◆ Questions on the material:
(1) In the article about Caterham's troubles, which accountancy firm is overseeing the administration of Caterham Sports Ltd?
(2) List the locations of all the races the article about Caterham says the team is at risk of missing.

◆ Selected passage:
——

Caterham’s hopes of being on the grid for next weekend’s grand prix in the United States have been dealt a further blow today.
It has been reported administrators have locked Caterham staff out of the team’s headquarters in Leafield just 48 hours ahead of plans for the cars to be flown to the Circuit of the Americas in Austin.
London-based accountancy firm Smith & Williamson, which is overseeing the administration of Caterham Sports Ltd (CSL) and which has the factory and cars in its possession, has closed the gates after failing to strike an adequate deal following meetings on Wednesday.
CSL make and supply the cars and equipment to F1 entry holder 1MRT, the company behind the marque, and although the administrators had previously allowed use of the factory after moving in on Monday, they have now taken a much tougher approach.
It is understood if a deal can be struck between parties representing all sides then the gates will again be opened and the workers allowed to return to their duties.
However, as a further complication the present owners find themselves in dispute with the former owners and have withdrawn all management, effectively leaving the team rudderless.
The mystery consortium of Swiss and Middle Eastern businessmen who took over Caterham from Tony Fernandes at the end of June are now threatening legal action against the Malaysian entrepreneur.
Via an explosive statement issued on Wednesday, the consortium claim there has been no transfer of shares that would make their ownership of the team legally binding.
In response, Fernandes slated the statement as “garbage”, with his lawyers now looking into the matter, and suggested via his Twitter account the consortium has yet to pay for Caterham.
A post from Fernandes read: “If you buy something you should pay for it. Quite simple.”
The consortium also claimed remarks and statements made by the administrators in recent days “have been severely detrimental to the management of the Caterham F1 team”.
Suggesting it had been “operating the Caterham F1 team in good faith”, the consortium was now exploring all options, as well as instructing its own lawyers to take action against Fernandes.
It added with Fernandes “as an owner”, it was he who would again now “run the F1 operation”.
Time is fast running out for Caterham to not only make the grid in Austin, but also for the final two races in Brazil and Abu Dhabi.
The future of the team, and with it the jobs of more than 200 people, are also very much on the line.

——

◆ Data excerpts:
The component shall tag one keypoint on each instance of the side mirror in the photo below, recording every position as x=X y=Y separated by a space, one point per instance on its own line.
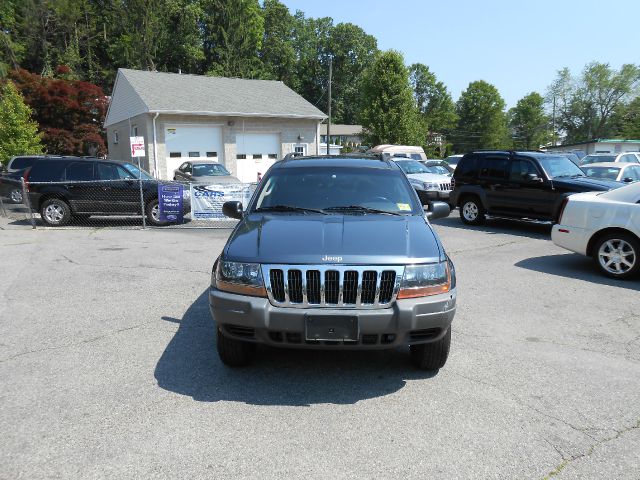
x=232 y=209
x=438 y=210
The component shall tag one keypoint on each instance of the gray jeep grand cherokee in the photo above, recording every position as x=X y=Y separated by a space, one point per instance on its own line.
x=334 y=253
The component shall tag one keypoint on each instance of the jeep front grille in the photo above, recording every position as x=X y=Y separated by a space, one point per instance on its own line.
x=332 y=286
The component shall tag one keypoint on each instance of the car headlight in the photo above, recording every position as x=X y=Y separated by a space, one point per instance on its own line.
x=426 y=279
x=238 y=277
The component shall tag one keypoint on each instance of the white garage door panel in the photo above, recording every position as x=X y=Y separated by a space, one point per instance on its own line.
x=192 y=139
x=257 y=147
x=255 y=143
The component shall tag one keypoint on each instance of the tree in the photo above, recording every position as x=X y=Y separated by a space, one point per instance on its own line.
x=528 y=122
x=11 y=49
x=278 y=54
x=233 y=31
x=353 y=50
x=627 y=120
x=18 y=132
x=70 y=112
x=389 y=113
x=435 y=105
x=585 y=106
x=482 y=121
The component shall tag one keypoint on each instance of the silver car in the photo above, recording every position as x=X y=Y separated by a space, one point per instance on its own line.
x=204 y=171
x=619 y=171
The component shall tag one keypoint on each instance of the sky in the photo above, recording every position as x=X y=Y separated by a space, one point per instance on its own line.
x=516 y=45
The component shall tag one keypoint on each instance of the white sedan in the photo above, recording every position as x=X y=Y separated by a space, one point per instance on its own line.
x=605 y=226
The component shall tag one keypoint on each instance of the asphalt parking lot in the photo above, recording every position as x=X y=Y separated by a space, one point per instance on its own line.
x=108 y=369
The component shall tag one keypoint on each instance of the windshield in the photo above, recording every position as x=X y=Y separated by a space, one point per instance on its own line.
x=597 y=159
x=208 y=170
x=135 y=171
x=329 y=187
x=608 y=173
x=438 y=170
x=412 y=166
x=557 y=166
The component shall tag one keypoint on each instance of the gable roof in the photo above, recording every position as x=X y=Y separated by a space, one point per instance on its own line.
x=137 y=91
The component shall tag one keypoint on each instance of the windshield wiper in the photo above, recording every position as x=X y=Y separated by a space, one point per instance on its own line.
x=360 y=208
x=290 y=208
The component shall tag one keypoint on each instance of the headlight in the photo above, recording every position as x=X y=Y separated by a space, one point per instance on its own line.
x=424 y=280
x=423 y=185
x=242 y=278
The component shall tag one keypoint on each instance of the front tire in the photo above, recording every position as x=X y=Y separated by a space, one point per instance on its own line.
x=15 y=195
x=153 y=213
x=431 y=356
x=55 y=212
x=618 y=255
x=234 y=353
x=471 y=211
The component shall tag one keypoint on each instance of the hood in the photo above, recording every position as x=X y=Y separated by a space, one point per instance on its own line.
x=584 y=184
x=357 y=239
x=430 y=177
x=216 y=179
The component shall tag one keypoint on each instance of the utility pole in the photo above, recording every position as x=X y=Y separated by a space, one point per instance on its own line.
x=329 y=108
x=553 y=123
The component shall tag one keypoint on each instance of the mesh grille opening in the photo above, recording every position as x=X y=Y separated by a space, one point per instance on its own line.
x=369 y=279
x=277 y=284
x=350 y=287
x=331 y=286
x=294 y=279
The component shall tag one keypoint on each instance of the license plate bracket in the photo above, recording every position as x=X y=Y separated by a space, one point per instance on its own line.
x=331 y=328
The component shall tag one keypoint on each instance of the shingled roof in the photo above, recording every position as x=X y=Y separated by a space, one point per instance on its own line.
x=137 y=91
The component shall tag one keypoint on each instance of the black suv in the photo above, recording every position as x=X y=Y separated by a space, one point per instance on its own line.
x=63 y=188
x=529 y=185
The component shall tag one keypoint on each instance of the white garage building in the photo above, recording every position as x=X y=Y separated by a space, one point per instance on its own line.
x=246 y=125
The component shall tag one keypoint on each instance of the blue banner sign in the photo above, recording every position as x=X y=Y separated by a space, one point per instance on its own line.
x=170 y=198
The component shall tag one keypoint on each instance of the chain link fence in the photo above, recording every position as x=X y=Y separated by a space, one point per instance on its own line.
x=126 y=203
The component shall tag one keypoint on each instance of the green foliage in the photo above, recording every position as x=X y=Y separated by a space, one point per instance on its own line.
x=233 y=33
x=627 y=120
x=436 y=107
x=18 y=132
x=389 y=114
x=352 y=51
x=433 y=99
x=529 y=124
x=11 y=49
x=278 y=54
x=585 y=106
x=482 y=121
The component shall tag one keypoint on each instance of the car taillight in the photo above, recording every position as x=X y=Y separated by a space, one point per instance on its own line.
x=562 y=207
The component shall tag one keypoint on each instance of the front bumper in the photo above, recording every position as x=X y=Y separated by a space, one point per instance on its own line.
x=572 y=238
x=427 y=196
x=409 y=321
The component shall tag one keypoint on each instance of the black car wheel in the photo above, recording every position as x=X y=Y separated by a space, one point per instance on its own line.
x=55 y=212
x=153 y=213
x=15 y=195
x=234 y=353
x=431 y=356
x=617 y=255
x=472 y=211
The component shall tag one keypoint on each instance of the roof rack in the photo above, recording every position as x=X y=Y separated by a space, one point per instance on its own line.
x=365 y=156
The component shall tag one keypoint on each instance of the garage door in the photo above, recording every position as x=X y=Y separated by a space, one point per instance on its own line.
x=191 y=142
x=256 y=153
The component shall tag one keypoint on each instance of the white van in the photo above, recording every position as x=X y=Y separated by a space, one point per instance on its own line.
x=407 y=151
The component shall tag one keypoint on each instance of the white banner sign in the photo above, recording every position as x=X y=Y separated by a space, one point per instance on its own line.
x=207 y=200
x=137 y=146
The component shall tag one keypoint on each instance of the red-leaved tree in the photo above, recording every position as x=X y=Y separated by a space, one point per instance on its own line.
x=70 y=112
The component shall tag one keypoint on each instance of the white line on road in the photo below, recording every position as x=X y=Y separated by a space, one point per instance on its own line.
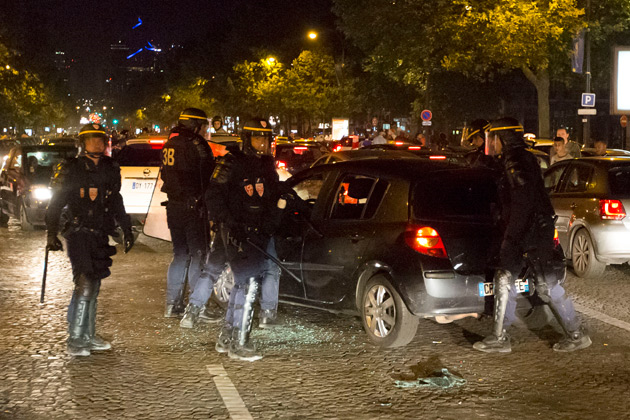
x=602 y=317
x=232 y=400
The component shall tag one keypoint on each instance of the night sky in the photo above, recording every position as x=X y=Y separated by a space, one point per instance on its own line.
x=84 y=28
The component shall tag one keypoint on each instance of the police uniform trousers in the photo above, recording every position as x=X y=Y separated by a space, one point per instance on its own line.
x=188 y=234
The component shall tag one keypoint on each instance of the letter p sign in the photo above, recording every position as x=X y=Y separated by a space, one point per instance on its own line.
x=588 y=99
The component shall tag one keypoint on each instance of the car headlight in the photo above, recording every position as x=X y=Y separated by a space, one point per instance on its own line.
x=42 y=193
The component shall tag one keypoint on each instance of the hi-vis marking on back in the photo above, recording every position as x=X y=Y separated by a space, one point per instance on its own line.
x=168 y=156
x=233 y=402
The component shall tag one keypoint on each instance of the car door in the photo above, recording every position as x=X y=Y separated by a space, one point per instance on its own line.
x=295 y=225
x=333 y=252
x=571 y=198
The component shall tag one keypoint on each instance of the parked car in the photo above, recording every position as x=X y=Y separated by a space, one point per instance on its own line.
x=590 y=151
x=139 y=161
x=25 y=182
x=392 y=240
x=590 y=197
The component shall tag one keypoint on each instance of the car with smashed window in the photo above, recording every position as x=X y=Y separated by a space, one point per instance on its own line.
x=391 y=240
x=25 y=182
x=591 y=196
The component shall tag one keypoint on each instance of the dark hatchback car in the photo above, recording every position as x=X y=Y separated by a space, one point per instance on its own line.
x=392 y=240
x=25 y=179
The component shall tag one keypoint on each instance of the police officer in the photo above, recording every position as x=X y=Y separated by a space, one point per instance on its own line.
x=187 y=164
x=527 y=238
x=243 y=196
x=90 y=188
x=474 y=137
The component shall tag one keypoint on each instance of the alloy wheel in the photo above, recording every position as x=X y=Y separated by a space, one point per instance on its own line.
x=380 y=310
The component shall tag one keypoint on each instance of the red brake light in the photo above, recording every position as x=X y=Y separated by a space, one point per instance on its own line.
x=611 y=210
x=425 y=240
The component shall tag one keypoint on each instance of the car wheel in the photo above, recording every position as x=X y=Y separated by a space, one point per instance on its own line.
x=24 y=223
x=223 y=287
x=585 y=263
x=385 y=316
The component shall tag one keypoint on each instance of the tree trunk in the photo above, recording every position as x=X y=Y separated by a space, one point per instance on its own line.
x=541 y=81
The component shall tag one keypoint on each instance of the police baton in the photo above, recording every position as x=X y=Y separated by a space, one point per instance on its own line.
x=274 y=259
x=41 y=299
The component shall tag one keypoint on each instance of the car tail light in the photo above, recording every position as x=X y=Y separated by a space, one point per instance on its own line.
x=425 y=240
x=611 y=210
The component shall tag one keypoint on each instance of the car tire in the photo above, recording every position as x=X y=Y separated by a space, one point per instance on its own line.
x=384 y=315
x=585 y=263
x=223 y=287
x=24 y=223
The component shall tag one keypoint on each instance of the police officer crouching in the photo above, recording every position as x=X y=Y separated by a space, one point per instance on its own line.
x=527 y=224
x=187 y=164
x=90 y=188
x=243 y=196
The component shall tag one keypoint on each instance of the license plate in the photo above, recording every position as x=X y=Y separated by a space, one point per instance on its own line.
x=487 y=289
x=142 y=186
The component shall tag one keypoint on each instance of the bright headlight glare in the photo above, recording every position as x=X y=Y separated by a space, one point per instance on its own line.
x=42 y=193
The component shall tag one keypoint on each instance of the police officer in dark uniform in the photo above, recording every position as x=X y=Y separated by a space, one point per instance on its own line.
x=474 y=137
x=243 y=196
x=187 y=164
x=90 y=188
x=527 y=239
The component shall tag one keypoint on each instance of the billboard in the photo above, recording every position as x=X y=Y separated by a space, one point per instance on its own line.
x=620 y=83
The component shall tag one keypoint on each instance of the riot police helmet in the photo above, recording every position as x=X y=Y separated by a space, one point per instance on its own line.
x=508 y=131
x=192 y=119
x=474 y=135
x=257 y=137
x=90 y=131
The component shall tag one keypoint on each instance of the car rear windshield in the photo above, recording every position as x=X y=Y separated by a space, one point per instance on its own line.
x=620 y=180
x=454 y=194
x=139 y=155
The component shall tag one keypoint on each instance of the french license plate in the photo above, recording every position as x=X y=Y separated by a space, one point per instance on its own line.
x=487 y=289
x=142 y=185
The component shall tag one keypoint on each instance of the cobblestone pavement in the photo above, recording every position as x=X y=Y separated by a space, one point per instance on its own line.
x=318 y=365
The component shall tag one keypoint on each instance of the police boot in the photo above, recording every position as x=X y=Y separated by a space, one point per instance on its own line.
x=499 y=340
x=210 y=316
x=96 y=342
x=240 y=347
x=191 y=315
x=268 y=318
x=224 y=339
x=79 y=338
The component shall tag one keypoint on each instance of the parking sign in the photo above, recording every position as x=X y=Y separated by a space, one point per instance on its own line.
x=588 y=99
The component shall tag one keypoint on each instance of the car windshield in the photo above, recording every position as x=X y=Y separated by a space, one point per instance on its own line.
x=298 y=156
x=139 y=155
x=620 y=180
x=448 y=195
x=40 y=164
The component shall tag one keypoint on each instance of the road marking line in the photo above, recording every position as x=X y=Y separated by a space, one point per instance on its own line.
x=232 y=400
x=602 y=317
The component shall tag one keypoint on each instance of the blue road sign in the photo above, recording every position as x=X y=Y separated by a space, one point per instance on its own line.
x=588 y=99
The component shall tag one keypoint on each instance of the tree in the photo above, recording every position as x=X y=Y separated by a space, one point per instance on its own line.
x=409 y=40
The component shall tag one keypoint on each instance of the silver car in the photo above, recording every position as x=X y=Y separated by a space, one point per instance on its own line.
x=590 y=197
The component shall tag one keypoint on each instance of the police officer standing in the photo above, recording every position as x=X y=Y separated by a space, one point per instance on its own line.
x=90 y=188
x=527 y=229
x=187 y=164
x=243 y=196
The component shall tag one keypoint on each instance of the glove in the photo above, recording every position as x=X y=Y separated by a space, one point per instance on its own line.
x=53 y=243
x=128 y=240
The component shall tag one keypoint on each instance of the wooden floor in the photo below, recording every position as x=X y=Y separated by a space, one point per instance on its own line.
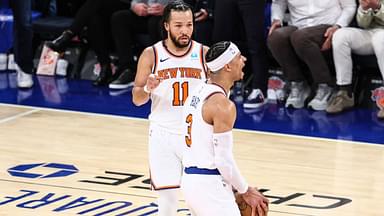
x=101 y=163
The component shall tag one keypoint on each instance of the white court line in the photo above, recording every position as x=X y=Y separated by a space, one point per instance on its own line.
x=2 y=121
x=240 y=130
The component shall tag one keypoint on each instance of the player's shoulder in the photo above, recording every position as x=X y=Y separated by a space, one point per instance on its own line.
x=219 y=102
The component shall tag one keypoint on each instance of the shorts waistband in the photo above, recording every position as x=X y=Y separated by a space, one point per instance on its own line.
x=201 y=171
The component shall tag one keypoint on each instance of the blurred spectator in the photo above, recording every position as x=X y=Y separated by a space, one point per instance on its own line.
x=366 y=41
x=309 y=32
x=203 y=12
x=22 y=16
x=94 y=14
x=144 y=17
x=226 y=24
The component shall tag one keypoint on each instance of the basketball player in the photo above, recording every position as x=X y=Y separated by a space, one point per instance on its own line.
x=210 y=169
x=166 y=73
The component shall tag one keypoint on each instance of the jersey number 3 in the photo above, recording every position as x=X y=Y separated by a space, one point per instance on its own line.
x=188 y=138
x=179 y=90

——

◆ Results by task:
(1) Smith & Williamson, a London-based accountancy firm.

(2)
- Austin, at the Circuit of the Americas in the United States
- Brazil
- Abu Dhabi